---- Materials provided

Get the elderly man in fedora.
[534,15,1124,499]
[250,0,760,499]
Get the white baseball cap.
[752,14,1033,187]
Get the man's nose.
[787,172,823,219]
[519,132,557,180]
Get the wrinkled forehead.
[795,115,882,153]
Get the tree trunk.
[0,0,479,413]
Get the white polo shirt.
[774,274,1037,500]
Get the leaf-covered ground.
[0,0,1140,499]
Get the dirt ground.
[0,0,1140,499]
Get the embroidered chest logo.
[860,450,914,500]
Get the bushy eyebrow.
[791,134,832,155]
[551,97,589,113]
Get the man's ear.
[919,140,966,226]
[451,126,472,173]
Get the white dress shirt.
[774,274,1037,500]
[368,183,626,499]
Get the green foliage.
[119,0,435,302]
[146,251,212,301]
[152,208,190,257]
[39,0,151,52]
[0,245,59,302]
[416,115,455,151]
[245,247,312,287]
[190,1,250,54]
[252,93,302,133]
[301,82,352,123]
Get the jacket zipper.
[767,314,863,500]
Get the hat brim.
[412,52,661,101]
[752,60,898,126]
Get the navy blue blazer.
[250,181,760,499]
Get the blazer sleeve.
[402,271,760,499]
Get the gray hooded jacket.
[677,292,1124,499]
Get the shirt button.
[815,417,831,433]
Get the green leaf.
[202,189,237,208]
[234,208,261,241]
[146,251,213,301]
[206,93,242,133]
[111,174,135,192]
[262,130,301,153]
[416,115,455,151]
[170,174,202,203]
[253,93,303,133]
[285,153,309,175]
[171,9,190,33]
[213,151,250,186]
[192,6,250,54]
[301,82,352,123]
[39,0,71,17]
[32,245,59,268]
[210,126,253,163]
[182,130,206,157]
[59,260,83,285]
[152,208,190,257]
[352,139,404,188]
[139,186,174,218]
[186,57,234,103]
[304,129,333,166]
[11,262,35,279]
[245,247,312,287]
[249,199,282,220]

--------

| Exercise prompt |
Copy the whole listing above line for line, with no changes.

| Written solution |
Get the elderly man in fedora.
[534,15,1124,499]
[250,0,760,499]
Get the white baseball cap.
[752,14,1033,187]
Get the man's nose.
[787,172,823,219]
[519,132,557,180]
Get the wrinkled forehead.
[795,115,882,153]
Get the tree trunk.
[0,0,479,413]
Get the white polo shirt.
[774,274,1037,500]
Get the leaf-covered ground.
[0,0,1140,499]
Get the dirt ground.
[0,0,1140,499]
Get the embroidered chest logo.
[860,450,914,500]
Get the bushy eyebrow.
[791,134,832,155]
[551,97,589,113]
Get the man's ear.
[919,140,966,226]
[451,126,472,173]
Get the white dress shirt.
[774,274,1037,500]
[368,183,626,499]
Get the green foliage.
[119,0,435,302]
[146,251,212,301]
[152,208,190,257]
[39,0,151,52]
[0,245,59,302]
[416,115,455,151]
[245,247,312,287]
[190,1,250,54]
[252,93,302,133]
[301,82,352,123]
Get the jacket zipper.
[767,314,863,500]
Get the hat brim.
[412,52,661,101]
[752,60,898,126]
Get the navy blue blazer.
[250,181,760,499]
Get the blazer sleeve.
[402,271,760,499]
Get the gray hooded jacket.
[677,292,1124,499]
Get the shirt button.
[815,417,831,433]
Get the green leaf.
[202,189,237,208]
[234,208,261,241]
[146,251,213,301]
[206,93,242,133]
[111,174,135,192]
[262,130,301,153]
[416,115,455,151]
[170,174,202,203]
[253,93,303,133]
[285,153,309,175]
[171,9,190,33]
[213,151,250,186]
[192,6,250,54]
[301,82,352,123]
[39,0,71,17]
[32,245,59,268]
[210,126,253,163]
[182,130,206,157]
[59,260,83,285]
[152,208,190,257]
[352,139,404,188]
[139,186,174,218]
[186,57,234,103]
[304,129,333,166]
[11,262,35,279]
[245,247,312,287]
[249,199,282,220]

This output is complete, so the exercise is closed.